• _Supplied data_
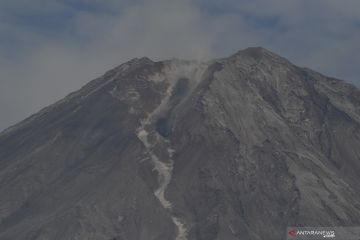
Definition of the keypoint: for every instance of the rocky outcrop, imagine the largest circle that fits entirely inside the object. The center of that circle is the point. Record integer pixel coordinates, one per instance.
(234, 148)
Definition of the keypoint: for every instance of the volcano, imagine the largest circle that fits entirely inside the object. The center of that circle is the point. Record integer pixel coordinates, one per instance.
(233, 148)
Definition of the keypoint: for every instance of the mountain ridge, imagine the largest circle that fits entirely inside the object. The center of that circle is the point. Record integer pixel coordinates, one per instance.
(231, 148)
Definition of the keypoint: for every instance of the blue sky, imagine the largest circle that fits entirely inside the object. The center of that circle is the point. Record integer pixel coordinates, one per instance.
(49, 48)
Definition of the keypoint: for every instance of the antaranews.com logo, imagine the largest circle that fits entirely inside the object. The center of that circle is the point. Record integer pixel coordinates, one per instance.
(316, 233)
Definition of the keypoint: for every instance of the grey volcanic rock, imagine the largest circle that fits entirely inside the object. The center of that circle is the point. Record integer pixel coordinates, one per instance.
(234, 148)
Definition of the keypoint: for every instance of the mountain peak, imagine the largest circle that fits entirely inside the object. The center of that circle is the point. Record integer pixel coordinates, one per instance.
(259, 53)
(173, 149)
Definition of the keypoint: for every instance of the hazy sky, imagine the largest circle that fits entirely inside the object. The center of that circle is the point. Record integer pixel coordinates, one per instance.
(49, 48)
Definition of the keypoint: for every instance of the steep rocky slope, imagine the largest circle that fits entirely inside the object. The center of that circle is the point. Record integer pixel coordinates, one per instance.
(233, 148)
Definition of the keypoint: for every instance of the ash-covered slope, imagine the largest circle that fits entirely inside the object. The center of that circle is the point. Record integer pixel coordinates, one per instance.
(234, 148)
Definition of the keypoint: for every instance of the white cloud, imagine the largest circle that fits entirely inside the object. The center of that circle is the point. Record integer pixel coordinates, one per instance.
(320, 34)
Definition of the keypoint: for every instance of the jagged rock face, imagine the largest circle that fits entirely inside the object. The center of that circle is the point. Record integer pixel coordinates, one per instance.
(235, 148)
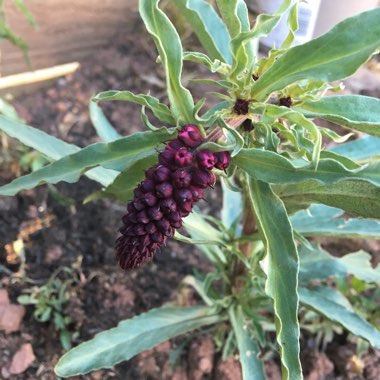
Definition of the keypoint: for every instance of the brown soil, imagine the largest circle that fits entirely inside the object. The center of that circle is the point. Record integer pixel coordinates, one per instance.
(103, 294)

• _What you should do_
Present the lines above as a Markdown table with the columns "No." and "Line text", one row per line, skipping blank lines and leaving out the pictures.

• _Exercise output_
| No. | Line text |
|---|---|
| 1 | Definition of the keypoint: for every instance of the rocky outcrop, imagine the largest circle that fits entirely inside the object. The center of that circle is the point. Record integer pixel coordinates, one per instance. |
| 2 | (234, 148) |
| 3 | Definition of the keypoint: for every instance of the volcano, imagine the largest circle that fits entirely inside the object. The center of that circle is the point. Record integer pixel coordinates, one per instance. |
| 4 | (233, 148) |
| 5 | Definition of the keypoint: for every instance of the mountain ridge, imagine the largest circle that fits entirely inside the object. The center of that circle is the point. Record integer pixel coordinates, one per instance. |
| 6 | (231, 148) |
| 7 | Definition of the keypoint: for every instance of the blue sky, imagine the largest circle that fits entirely inside the object. The center of that circle is the point. Record integer pixel coordinates, one per instance. |
| 8 | (49, 48) |
| 9 | Definition of the keypoint: for every instance of the antaranews.com logo, imagine the largest circle that fits entirely inside the object. The center of that circle is the point. Record integer pixel coordinates, one per instance. |
| 10 | (316, 233) |
| 11 | Definition of the keypoint: for every instance of the grey volcanic rock, imagine the largest circle that fits entirely inside the object. The center of that circle is the point. Record integer pixel coordinates, one per instance. |
| 12 | (234, 148) |
| 13 | Definition of the keypoint: for every instance of the mountain peak, imagine the largest circle that fits entirely inside the object. The center of that circle is the point. Record integer pixel coordinates, one per instance. |
| 14 | (259, 53) |
| 15 | (173, 149) |
| 16 | Definition of the keypoint: for every instance of the hazy sky, imagine the largest circle that fits entirely inside the object. The center of that circle is the point. Record integer pixel coordinates, one per instance. |
| 17 | (49, 48) |
| 18 | Definition of the keypoint: for every instance of the steep rocky slope, imagine the largest circle that fits entirely inside the object. The center of that circle is the point. Record integer pixel coordinates, one per instance. |
| 19 | (233, 148) |
| 20 | Definition of the keypoint: for every instance of the ash-covered slope, imagine the largest circle that fits entirely inside the object. The center of that circle is the point. Record integer pixel coordinates, one per instance. |
| 21 | (234, 148) |
| 22 | Definition of the keypoint: for every instance of the white cloud, imagine the largest circle that fits entirely inside the object. The center of that circle is the point. Record integer pixel coordinates, one per instance. |
| 23 | (320, 34) |
| 24 | Definition of the keypoint: for every instance of the jagged rock face, imagine the largest circle that fits entirely inside the object. The center of that circle is the point. Record integer pixel coordinates, one per instance. |
| 25 | (235, 148) |
| 26 | Definition of the keypoint: for every instance of the brown soil, imagine the largest circle that fits entirely inside the object. The center of that circle is the point. Record integer pixel coordinates, one per instance. |
| 27 | (103, 294) |